▶ [Written problem]: Please return verbatim the lines of the records below, starting at the line containing "Pretty please, detect the textured" and ending at the line containing "[88,0,595,109]", both included and nothing else.

= = =

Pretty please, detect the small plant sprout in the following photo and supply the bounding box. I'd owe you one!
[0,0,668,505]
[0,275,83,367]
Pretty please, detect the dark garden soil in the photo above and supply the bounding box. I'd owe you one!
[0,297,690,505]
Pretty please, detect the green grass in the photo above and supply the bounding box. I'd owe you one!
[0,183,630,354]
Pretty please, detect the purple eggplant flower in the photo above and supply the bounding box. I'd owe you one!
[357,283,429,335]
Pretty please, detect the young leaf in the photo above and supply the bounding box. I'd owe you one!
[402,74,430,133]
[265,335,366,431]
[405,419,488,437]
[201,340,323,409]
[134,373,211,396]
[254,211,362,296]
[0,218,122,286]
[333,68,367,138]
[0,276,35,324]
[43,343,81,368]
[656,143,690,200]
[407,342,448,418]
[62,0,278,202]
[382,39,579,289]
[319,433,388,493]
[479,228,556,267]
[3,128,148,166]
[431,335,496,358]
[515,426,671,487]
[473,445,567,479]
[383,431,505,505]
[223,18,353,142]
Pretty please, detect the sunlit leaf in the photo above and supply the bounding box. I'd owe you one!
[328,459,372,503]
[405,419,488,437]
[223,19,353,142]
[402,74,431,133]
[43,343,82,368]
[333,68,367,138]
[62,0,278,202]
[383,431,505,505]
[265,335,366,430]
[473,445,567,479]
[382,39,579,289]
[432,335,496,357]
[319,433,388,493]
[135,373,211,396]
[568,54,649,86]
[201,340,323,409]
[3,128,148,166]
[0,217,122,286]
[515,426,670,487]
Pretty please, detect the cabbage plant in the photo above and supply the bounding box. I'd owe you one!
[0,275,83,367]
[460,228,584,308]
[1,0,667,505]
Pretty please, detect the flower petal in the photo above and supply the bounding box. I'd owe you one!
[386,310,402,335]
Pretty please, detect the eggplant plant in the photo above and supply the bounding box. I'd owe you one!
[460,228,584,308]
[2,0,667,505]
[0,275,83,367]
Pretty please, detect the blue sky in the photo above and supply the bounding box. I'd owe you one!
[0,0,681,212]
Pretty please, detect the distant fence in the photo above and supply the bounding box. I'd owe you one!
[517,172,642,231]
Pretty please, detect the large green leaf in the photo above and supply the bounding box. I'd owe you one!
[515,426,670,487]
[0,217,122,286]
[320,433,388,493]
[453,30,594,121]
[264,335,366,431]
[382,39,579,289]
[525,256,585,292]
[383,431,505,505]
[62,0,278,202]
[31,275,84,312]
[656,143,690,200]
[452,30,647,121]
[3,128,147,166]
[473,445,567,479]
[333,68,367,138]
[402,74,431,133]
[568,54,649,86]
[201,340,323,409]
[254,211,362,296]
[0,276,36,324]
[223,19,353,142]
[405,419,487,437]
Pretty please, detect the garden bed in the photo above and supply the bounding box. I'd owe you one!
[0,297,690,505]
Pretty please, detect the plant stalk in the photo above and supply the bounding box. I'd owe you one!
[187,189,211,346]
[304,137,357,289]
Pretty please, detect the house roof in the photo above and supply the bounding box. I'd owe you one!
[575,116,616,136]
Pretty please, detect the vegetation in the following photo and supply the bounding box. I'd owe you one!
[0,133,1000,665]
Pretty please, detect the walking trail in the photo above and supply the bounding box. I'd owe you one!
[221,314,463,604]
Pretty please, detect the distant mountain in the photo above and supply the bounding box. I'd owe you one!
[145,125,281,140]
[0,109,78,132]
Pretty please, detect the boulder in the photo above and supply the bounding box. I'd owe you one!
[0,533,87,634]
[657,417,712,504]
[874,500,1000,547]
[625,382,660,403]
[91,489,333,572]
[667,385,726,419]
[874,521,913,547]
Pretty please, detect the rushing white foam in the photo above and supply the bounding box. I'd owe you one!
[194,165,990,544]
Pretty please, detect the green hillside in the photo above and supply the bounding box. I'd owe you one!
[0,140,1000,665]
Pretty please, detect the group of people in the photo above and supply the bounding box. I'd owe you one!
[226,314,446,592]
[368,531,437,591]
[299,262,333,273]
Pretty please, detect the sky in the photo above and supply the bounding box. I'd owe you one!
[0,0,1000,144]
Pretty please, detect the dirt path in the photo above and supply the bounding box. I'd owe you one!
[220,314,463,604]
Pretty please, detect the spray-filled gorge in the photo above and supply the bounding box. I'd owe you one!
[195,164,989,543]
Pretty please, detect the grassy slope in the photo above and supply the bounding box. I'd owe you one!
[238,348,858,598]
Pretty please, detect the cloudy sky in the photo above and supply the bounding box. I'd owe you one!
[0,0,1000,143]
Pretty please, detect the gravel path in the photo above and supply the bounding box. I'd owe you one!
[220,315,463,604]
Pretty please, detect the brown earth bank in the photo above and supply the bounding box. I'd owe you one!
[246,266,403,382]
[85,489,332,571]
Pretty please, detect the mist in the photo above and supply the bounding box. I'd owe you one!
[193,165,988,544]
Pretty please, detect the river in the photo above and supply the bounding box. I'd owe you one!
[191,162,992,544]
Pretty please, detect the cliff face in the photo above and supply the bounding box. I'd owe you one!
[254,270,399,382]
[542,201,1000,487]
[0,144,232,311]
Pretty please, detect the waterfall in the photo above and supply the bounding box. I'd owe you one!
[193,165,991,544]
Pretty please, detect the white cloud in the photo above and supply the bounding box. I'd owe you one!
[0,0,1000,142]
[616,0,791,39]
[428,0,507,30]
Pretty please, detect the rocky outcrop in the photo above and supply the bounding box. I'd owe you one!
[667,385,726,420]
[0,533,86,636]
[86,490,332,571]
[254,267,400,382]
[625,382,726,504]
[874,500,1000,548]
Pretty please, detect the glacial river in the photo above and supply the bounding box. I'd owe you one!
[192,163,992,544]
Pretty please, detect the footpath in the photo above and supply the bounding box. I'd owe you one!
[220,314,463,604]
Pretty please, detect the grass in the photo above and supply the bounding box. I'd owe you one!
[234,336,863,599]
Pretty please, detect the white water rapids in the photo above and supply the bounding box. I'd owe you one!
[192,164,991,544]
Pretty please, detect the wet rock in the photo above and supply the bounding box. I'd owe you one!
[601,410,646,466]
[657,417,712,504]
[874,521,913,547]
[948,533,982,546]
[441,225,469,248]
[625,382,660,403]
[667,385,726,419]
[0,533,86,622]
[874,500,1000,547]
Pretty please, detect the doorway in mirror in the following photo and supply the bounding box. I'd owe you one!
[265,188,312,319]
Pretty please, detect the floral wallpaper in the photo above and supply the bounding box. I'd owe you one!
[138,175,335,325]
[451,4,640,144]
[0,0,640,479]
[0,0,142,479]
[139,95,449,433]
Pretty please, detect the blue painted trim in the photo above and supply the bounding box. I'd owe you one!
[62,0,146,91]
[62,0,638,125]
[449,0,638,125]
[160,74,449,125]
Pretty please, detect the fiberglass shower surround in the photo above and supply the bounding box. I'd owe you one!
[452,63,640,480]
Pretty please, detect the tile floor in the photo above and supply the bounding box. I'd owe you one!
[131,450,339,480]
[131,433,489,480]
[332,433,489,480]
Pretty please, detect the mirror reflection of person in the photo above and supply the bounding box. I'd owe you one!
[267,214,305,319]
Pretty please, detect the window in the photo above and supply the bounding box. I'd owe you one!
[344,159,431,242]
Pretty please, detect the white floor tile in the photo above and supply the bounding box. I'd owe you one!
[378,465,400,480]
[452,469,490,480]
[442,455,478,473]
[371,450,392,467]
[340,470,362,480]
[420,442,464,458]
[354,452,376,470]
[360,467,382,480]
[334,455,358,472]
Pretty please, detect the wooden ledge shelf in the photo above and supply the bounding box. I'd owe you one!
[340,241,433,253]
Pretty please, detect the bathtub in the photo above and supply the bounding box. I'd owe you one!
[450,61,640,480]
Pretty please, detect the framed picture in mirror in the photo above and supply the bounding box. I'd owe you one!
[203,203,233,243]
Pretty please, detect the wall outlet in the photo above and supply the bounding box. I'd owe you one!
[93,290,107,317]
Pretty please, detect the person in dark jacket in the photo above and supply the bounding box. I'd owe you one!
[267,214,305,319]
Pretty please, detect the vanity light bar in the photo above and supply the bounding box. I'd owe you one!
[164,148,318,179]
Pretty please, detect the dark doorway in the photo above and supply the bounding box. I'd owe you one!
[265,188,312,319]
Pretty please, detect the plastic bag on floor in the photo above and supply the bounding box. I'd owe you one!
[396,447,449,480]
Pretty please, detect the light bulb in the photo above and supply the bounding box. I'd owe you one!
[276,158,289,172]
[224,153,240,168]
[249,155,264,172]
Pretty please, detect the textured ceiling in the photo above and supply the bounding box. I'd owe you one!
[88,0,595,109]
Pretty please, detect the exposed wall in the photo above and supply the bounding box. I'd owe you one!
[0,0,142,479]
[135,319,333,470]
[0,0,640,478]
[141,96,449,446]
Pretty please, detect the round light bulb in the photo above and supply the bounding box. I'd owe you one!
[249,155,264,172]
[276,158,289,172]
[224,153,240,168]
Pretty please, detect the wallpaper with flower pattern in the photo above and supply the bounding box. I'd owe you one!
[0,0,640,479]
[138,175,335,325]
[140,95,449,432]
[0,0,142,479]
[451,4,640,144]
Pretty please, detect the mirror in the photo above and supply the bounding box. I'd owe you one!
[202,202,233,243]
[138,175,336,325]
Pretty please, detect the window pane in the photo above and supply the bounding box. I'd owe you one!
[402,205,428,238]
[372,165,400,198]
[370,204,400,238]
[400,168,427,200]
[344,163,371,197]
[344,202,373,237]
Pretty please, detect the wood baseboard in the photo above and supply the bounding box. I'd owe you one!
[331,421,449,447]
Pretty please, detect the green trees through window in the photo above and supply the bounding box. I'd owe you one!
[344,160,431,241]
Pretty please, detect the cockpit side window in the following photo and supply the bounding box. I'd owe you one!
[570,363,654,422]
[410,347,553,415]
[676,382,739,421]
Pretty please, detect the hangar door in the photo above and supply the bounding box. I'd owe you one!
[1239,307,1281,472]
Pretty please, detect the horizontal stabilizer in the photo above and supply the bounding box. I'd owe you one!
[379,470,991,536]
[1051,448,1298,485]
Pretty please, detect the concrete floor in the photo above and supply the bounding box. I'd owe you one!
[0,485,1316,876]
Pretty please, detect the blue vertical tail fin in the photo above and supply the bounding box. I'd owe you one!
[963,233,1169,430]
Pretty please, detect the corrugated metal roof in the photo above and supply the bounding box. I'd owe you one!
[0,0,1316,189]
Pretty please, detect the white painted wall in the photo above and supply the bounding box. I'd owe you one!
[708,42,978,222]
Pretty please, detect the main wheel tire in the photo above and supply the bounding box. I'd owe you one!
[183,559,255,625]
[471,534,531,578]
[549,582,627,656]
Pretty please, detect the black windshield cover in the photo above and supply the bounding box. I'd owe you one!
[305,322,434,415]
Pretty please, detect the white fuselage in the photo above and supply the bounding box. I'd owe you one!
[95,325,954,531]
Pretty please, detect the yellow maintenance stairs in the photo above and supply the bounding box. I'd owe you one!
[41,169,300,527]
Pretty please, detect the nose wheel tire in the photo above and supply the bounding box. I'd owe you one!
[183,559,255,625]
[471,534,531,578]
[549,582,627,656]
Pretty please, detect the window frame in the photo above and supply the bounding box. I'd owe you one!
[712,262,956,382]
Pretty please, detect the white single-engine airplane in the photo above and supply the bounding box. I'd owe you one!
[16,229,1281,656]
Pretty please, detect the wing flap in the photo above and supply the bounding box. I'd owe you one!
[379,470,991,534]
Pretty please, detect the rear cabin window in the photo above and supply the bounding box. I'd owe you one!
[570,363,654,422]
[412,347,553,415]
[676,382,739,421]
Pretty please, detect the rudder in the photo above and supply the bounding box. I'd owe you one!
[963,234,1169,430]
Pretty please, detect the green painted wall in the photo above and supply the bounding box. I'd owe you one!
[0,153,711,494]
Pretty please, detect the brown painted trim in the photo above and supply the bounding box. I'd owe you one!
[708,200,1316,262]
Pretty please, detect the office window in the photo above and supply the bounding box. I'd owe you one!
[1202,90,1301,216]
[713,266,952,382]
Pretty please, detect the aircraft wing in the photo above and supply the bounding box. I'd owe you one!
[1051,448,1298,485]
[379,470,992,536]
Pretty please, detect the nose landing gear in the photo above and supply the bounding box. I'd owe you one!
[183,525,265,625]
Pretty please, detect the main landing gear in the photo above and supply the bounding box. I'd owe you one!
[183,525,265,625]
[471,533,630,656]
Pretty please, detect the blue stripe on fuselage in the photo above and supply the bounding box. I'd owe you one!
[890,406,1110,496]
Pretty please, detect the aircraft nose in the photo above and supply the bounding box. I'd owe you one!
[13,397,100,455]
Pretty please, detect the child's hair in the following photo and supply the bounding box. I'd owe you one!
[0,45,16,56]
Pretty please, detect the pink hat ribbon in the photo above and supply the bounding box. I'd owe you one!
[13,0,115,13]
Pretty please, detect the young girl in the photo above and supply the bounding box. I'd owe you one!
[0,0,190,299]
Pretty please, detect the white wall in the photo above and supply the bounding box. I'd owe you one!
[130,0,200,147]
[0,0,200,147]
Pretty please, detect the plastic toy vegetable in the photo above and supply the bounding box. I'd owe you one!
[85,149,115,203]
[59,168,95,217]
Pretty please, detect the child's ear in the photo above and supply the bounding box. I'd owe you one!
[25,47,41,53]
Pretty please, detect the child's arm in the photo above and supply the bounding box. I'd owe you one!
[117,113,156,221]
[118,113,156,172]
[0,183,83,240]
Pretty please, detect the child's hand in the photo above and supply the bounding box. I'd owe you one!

= = =

▶ [Full answer]:
Pretty please, detect the textured ceiling in the photo above and supply the bounding box. I'd owe you one!
[88,0,595,109]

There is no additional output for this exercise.